> [The data]:
########################################
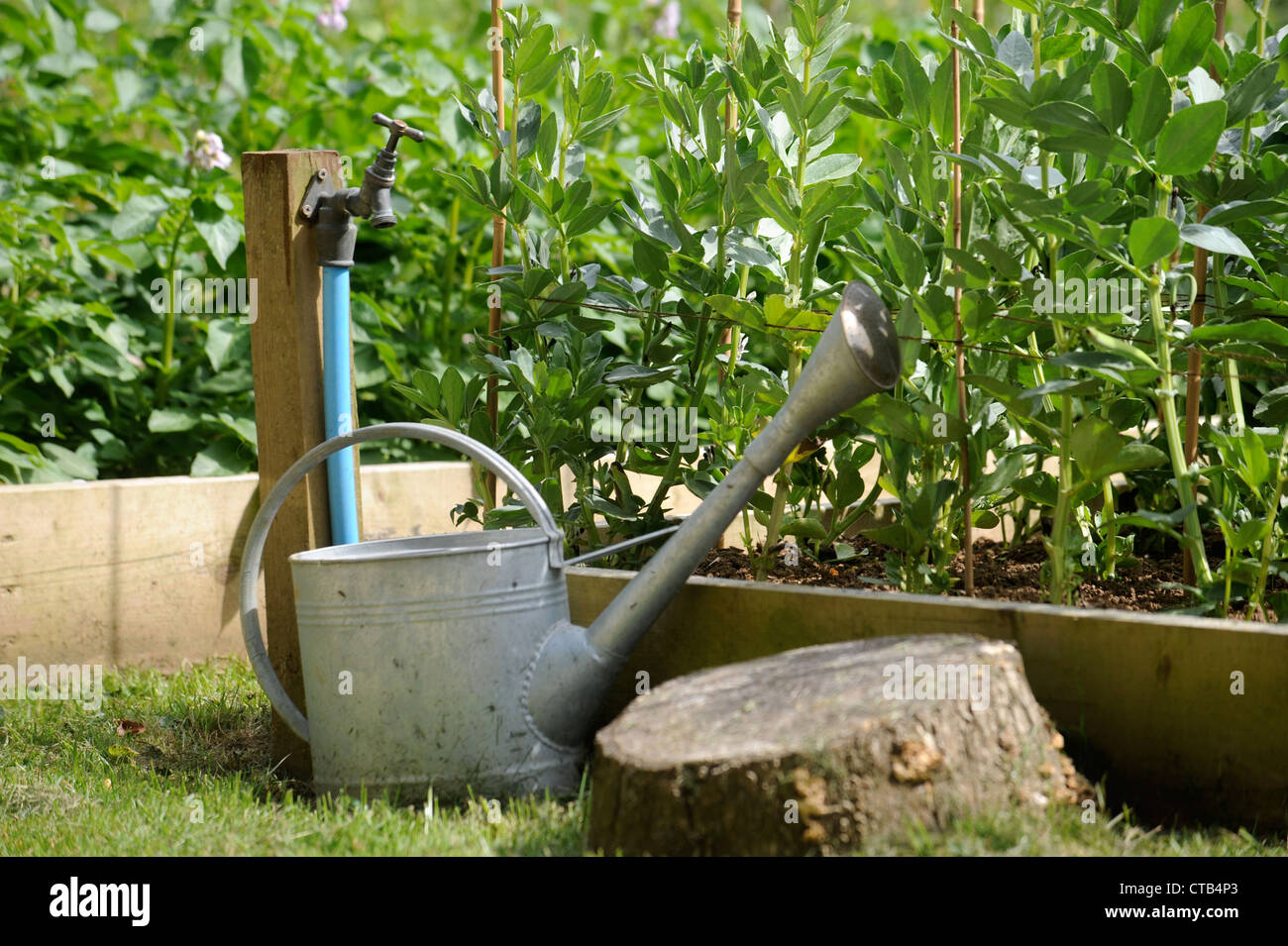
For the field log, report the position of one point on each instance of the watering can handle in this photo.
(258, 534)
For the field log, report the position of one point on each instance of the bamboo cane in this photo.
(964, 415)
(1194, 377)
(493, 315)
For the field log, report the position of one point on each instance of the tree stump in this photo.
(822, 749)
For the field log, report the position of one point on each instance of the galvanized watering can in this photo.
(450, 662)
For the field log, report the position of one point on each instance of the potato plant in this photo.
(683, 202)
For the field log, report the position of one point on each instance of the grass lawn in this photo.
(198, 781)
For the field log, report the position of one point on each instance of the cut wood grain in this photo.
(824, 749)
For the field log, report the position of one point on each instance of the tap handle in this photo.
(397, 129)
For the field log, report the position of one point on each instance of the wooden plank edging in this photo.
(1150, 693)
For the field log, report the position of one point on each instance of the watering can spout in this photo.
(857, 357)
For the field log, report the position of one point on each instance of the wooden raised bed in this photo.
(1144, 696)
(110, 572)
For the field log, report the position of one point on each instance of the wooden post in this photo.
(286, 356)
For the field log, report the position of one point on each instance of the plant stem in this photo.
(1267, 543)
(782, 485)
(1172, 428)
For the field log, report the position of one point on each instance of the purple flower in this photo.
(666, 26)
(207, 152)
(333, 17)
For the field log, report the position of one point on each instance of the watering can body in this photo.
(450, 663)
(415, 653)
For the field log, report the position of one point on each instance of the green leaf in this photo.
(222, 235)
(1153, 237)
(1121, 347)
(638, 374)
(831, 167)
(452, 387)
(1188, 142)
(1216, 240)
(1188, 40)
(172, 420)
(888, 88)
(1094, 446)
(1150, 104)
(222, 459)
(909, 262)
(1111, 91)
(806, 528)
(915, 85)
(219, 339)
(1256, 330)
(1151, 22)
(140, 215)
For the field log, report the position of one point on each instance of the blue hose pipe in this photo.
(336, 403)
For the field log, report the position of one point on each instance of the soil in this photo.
########################################
> [Problem statement]: Only the lines from the one bearing "edging in this photo." to the end of the material belong in the answer; set them down verbatim.

> [Expected answer]:
For the field log, report the position of one point on each instance of the wooden plank edging in this photo.
(1150, 693)
For the field log, report the position of one point on each instance of the watering can spout in this photo.
(857, 357)
For the field log, report the position of one point on each instance of the wooden raised bed in this photo.
(1144, 696)
(110, 572)
For the field log, report the position of one point on each instance of the wooden post in this photo.
(286, 356)
For the field log, report the position of one point on each instance of the plant stem in this photo.
(1267, 543)
(782, 485)
(1172, 428)
For the field log, report the position of one point on each instance of the purple flower in this photo.
(666, 26)
(207, 152)
(333, 17)
For the field log, report the position of one point on each instance of the watering can body in this photo.
(450, 663)
(415, 653)
For the field log, report the position of one point on each instance of the green leaf in this photo.
(222, 235)
(1153, 237)
(1121, 347)
(638, 374)
(831, 167)
(452, 387)
(1188, 142)
(1216, 240)
(1188, 40)
(172, 420)
(888, 88)
(1094, 446)
(1150, 104)
(222, 459)
(909, 262)
(1111, 91)
(806, 528)
(915, 85)
(219, 339)
(1256, 330)
(1151, 22)
(140, 215)
For the field log, report the position of one point on each instance of the blue hose pipe in this photo.
(336, 403)
For the field log, report the position of one point on each instance of the soil in this photo.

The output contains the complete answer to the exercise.